__Instructions for the task__.
Reproduce each of the lines word for word.

## BEGIN

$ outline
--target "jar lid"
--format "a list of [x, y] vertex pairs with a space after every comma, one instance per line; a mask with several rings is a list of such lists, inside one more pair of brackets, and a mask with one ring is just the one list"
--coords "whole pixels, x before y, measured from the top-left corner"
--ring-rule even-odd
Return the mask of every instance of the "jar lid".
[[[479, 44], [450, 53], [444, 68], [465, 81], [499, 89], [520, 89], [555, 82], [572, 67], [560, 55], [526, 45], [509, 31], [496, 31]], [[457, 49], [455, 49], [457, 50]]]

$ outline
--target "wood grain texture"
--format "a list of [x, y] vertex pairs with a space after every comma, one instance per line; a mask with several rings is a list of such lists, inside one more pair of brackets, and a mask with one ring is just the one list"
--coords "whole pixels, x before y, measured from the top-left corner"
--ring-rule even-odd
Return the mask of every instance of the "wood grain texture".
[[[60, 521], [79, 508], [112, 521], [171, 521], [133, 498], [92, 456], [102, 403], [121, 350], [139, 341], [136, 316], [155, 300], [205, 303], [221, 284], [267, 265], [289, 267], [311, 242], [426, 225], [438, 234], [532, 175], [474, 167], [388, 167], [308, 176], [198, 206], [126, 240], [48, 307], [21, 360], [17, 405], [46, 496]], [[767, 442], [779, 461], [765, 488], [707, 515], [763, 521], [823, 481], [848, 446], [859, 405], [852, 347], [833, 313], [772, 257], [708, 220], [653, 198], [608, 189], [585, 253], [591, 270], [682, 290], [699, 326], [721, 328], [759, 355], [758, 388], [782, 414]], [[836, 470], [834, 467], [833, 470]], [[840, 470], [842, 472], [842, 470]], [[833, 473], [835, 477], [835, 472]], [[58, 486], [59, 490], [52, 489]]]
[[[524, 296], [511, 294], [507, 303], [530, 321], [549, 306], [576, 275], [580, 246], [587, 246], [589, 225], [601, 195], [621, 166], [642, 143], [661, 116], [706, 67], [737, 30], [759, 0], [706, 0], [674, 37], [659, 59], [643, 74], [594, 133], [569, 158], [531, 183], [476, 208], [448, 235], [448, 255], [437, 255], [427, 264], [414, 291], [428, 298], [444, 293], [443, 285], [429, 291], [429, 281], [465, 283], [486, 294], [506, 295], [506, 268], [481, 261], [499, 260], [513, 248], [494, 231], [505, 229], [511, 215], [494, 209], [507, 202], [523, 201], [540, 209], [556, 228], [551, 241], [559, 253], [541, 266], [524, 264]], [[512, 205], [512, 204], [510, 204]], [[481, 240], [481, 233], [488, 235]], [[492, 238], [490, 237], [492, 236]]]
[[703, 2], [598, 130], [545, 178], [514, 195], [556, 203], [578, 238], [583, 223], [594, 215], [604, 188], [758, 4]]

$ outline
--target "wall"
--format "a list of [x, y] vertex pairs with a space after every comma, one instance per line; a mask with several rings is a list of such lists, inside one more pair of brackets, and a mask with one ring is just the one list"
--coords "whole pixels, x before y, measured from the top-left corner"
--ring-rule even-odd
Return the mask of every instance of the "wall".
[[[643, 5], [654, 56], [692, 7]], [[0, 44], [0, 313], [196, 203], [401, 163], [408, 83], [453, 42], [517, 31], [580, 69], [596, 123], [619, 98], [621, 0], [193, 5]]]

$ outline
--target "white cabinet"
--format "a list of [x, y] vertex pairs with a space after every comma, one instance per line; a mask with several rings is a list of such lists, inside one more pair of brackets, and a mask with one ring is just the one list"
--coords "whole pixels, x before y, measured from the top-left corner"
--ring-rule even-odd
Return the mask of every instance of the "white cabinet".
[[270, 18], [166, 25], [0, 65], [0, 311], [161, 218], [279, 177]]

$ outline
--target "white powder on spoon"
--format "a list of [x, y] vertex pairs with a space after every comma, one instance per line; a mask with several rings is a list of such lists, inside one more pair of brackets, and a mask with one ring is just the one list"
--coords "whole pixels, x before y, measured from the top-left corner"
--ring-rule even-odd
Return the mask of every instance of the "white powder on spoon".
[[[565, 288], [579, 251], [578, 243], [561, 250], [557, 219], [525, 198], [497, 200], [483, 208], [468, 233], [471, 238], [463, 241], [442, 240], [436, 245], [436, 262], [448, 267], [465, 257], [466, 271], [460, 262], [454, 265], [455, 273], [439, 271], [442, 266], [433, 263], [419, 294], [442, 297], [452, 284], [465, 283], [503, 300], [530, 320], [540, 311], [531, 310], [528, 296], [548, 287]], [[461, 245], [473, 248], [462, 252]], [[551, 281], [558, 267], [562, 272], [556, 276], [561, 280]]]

## END

__Result of this exercise__.
$ outline
--target "jar lid"
--format "a list of [x, y] vertex pairs with a space after every comma, one instance per line; a mask with several rings is a list of such lists, inside one more pair of brackets, and a mask with one ring is just the one list"
--coords "whole pixels, x before y, measured from the top-left corner"
--ring-rule even-odd
Return the mask of every instance of the "jar lid".
[[[479, 44], [450, 53], [444, 68], [465, 81], [499, 89], [520, 89], [555, 82], [572, 67], [560, 55], [526, 45], [509, 31], [496, 31]], [[457, 49], [455, 49], [457, 50]]]

$ outline
--target "wood grain texture"
--format "a list of [x, y] vertex pairs with a space after every comma, one instance per line; a mask with several rings is a list of such lists, inside one more pair of brackets, and a mask with one ring is just the one list"
--coords "whole pixels, x before y, measured from the top-left corner"
--ring-rule even-odd
Return the mask of every instance of the "wood grain texture".
[[[60, 521], [79, 508], [112, 521], [171, 521], [133, 498], [92, 456], [102, 403], [121, 350], [139, 341], [136, 316], [155, 300], [205, 303], [221, 284], [267, 265], [289, 267], [311, 242], [426, 225], [438, 234], [532, 175], [474, 167], [388, 167], [308, 176], [198, 206], [126, 240], [48, 307], [21, 360], [17, 405], [46, 496]], [[767, 442], [779, 461], [765, 488], [707, 515], [763, 521], [823, 481], [848, 446], [859, 405], [852, 347], [833, 313], [772, 257], [708, 220], [653, 198], [608, 189], [585, 253], [591, 270], [682, 290], [699, 326], [721, 328], [759, 355], [758, 388], [782, 414]], [[836, 470], [834, 467], [833, 470]], [[840, 470], [842, 472], [842, 470]], [[833, 473], [835, 477], [835, 472]], [[58, 486], [59, 490], [52, 489]]]
[[[524, 296], [511, 294], [507, 303], [530, 321], [549, 306], [576, 275], [580, 246], [587, 246], [589, 225], [601, 195], [621, 166], [642, 143], [661, 116], [706, 67], [737, 30], [759, 0], [706, 0], [674, 37], [659, 59], [643, 74], [594, 133], [569, 158], [531, 183], [476, 208], [448, 235], [448, 255], [437, 255], [427, 264], [414, 291], [428, 298], [444, 293], [443, 285], [429, 291], [429, 281], [465, 283], [486, 294], [506, 295], [506, 268], [481, 261], [499, 260], [513, 248], [494, 231], [505, 229], [511, 215], [494, 209], [507, 202], [523, 201], [540, 209], [556, 228], [551, 241], [559, 253], [541, 266], [524, 264]], [[512, 205], [512, 204], [510, 204]], [[481, 240], [481, 233], [488, 235]], [[492, 238], [490, 237], [492, 236]]]
[[703, 2], [598, 130], [545, 178], [514, 195], [556, 203], [578, 238], [583, 223], [594, 215], [604, 188], [758, 4]]

$ outline
--target "wall"
--format "a list of [x, y] vertex pairs with a space after every comma, one instance per line; a mask with several rings is a list of such lists, inside one more pair of brackets, and a mask with one ring is just the one list"
--coords "whole pixels, x before y, measured from the top-left corner"
--ring-rule even-odd
Return the mask of every instance of the "wall".
[[[643, 5], [654, 56], [692, 7]], [[0, 44], [0, 313], [196, 203], [401, 163], [408, 83], [453, 42], [517, 31], [580, 69], [596, 123], [619, 98], [621, 0], [193, 5]]]

$ outline
--target "white cabinet"
--format "a list of [x, y] vertex pairs with a space after every comma, one instance per line; a mask with several rings is a list of such lists, inside one more pair of brackets, and a mask with one ring is just the one list"
--coords "whole pixels, x before y, measured from the top-left corner"
--ring-rule even-odd
Return the mask of every instance of the "white cabinet".
[[270, 18], [166, 25], [0, 65], [0, 311], [161, 218], [279, 177]]

$ outline
--target "white powder on spoon"
--format "a list of [x, y] vertex pairs with a space after every comma, one instance per line; a mask with several rings is a list of such lists, inside one more pair of brackets, and a mask with one ring is just the one list"
--coords "whole pixels, x before y, measured from the top-left corner"
--ring-rule even-odd
Return the mask of every instance of the "white powder on spoon".
[[[565, 288], [579, 251], [578, 243], [561, 250], [557, 219], [525, 198], [497, 200], [483, 208], [468, 233], [471, 238], [463, 241], [442, 240], [436, 245], [436, 262], [448, 267], [465, 257], [466, 271], [460, 262], [454, 265], [455, 273], [439, 271], [442, 266], [433, 263], [419, 294], [442, 297], [452, 284], [465, 283], [503, 300], [530, 320], [540, 311], [531, 310], [528, 296], [548, 287]], [[461, 245], [473, 248], [462, 252]], [[551, 281], [558, 267], [562, 272], [556, 276], [561, 280]]]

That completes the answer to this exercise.